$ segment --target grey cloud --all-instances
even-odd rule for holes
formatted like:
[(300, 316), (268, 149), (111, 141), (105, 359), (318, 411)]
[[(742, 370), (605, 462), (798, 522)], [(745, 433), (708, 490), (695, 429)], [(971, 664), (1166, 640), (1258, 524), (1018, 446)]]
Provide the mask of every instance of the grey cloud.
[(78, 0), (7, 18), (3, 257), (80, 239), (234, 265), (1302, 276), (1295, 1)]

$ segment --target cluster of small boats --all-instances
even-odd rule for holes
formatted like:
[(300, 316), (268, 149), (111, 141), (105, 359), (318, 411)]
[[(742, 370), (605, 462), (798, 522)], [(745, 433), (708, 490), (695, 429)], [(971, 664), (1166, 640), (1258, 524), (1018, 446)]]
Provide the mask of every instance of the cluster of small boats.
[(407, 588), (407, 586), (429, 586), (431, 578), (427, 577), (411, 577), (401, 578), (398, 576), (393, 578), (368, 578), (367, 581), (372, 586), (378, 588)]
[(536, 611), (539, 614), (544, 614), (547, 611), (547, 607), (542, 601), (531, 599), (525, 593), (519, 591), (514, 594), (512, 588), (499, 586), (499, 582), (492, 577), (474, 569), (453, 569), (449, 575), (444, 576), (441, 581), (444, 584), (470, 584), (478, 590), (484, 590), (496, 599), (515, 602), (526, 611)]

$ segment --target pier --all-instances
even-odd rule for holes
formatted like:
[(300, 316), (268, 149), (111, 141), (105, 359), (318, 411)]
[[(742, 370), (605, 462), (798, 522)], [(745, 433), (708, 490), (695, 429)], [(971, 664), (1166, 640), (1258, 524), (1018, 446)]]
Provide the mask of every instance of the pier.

§ §

Reproduce the listing above, switching every "formatted like" to "written as" and leaving everything else unchanged.

$ segment --target grey cloud --all-instances
even-odd rule for holes
written as:
[(300, 316), (268, 149), (111, 141), (105, 359), (318, 411)]
[[(742, 370), (605, 462), (798, 522)], [(745, 433), (708, 490), (695, 429)], [(971, 664), (1166, 640), (1258, 524), (1018, 446)]]
Provide the mask of every instance of the grey cloud.
[(78, 0), (7, 18), (3, 257), (80, 239), (234, 265), (1302, 276), (1295, 1)]

$ segment --target cluster of small boats --all-instances
even-odd rule for holes
written as:
[(300, 316), (268, 149), (111, 141), (105, 359), (318, 411)]
[[(742, 370), (605, 462), (798, 522)], [(745, 433), (708, 490), (695, 429)], [(971, 664), (1166, 640), (1258, 524), (1018, 446)]]
Provide the mask of every instance of the cluster of small boats.
[(407, 588), (407, 586), (429, 586), (431, 578), (427, 577), (411, 577), (401, 578), (398, 576), (393, 578), (368, 578), (367, 581), (372, 586), (378, 588)]
[(536, 611), (539, 614), (544, 614), (547, 611), (547, 607), (542, 601), (531, 599), (525, 593), (519, 591), (514, 594), (512, 588), (499, 586), (499, 582), (492, 577), (474, 569), (453, 569), (449, 575), (444, 576), (441, 581), (444, 584), (470, 584), (478, 590), (484, 590), (496, 599), (515, 602), (526, 611)]

$ segment --target pier --all-instances
even-odd rule for holes
written as:
[(300, 316), (268, 149), (111, 141), (105, 359), (318, 411)]
[[(742, 370), (605, 462), (798, 522)], [(745, 433), (708, 490), (695, 429)], [(971, 664), (1166, 640), (1258, 524), (1018, 446)]]
Provide the mask of every instance of the pier.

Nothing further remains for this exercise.